(Dataset excerpts on pointing at objects)
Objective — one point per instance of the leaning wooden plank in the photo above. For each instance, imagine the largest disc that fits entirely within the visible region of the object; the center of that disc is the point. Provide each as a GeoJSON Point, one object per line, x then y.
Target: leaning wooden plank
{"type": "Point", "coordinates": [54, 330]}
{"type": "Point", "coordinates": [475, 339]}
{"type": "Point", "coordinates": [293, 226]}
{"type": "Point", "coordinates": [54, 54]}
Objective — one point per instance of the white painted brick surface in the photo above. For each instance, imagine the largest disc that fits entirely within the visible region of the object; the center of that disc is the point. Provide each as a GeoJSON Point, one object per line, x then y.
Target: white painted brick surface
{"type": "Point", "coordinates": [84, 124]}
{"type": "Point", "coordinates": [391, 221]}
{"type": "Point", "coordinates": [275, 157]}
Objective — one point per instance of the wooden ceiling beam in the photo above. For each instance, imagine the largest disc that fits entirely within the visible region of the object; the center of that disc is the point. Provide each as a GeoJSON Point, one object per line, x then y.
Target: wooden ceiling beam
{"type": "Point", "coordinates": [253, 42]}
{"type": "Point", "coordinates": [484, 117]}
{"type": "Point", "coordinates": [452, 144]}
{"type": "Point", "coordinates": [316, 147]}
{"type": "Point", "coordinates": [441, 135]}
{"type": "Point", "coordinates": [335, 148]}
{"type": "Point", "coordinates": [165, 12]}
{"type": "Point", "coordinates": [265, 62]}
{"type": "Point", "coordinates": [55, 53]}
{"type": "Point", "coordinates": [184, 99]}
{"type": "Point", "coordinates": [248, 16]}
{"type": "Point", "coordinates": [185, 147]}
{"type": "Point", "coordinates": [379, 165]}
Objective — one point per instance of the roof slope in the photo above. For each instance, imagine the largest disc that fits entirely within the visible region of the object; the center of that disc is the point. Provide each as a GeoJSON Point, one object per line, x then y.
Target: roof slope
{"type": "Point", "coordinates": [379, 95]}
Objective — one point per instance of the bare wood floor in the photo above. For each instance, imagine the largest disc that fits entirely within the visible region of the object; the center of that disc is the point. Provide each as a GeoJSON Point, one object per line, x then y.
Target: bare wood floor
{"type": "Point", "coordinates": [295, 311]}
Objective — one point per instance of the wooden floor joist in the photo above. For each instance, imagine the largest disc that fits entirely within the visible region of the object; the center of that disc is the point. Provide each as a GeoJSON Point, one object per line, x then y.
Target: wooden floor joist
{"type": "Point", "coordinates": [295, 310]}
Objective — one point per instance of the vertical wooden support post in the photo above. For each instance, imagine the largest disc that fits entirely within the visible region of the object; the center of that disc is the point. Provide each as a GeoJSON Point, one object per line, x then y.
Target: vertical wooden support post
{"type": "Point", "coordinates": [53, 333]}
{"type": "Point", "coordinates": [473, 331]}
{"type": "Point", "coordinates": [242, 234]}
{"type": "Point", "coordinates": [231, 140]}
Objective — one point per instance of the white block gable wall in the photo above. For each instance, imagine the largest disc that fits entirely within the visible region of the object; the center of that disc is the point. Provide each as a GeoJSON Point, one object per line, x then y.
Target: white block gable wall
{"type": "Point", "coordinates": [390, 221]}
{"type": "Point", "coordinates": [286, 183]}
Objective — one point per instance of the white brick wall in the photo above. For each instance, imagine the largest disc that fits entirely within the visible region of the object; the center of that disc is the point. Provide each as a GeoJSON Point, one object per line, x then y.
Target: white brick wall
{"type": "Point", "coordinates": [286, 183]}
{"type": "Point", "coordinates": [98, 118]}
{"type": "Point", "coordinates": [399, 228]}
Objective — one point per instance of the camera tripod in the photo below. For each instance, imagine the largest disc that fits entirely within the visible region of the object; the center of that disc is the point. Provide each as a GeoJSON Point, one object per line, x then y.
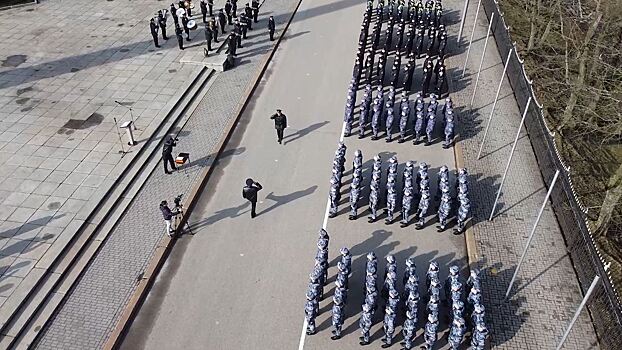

### Instructions to follow
From the data above, pull out every line that contains the word "floor" and copy each one unchanged, treating uppercase and lowercase as different.

### The completed task
Objective — one point per instance of the bare wood floor in the photo above. For each instance, imagine the largest disc that fits entirely within the visible region of the object; the center of that disc is the point. Provide each as a GeoJSON Point, one object per line, x then y.
Target: bare wood floor
Objective — one point per instance of the wooden floor joist in the photo above. For each instance, imagine the largest disc that fits entirely within the visible region of the object; the center of that disc is the point. Provide each as a GeoJSON Point, one object per line, x then y.
Target: wooden floor joist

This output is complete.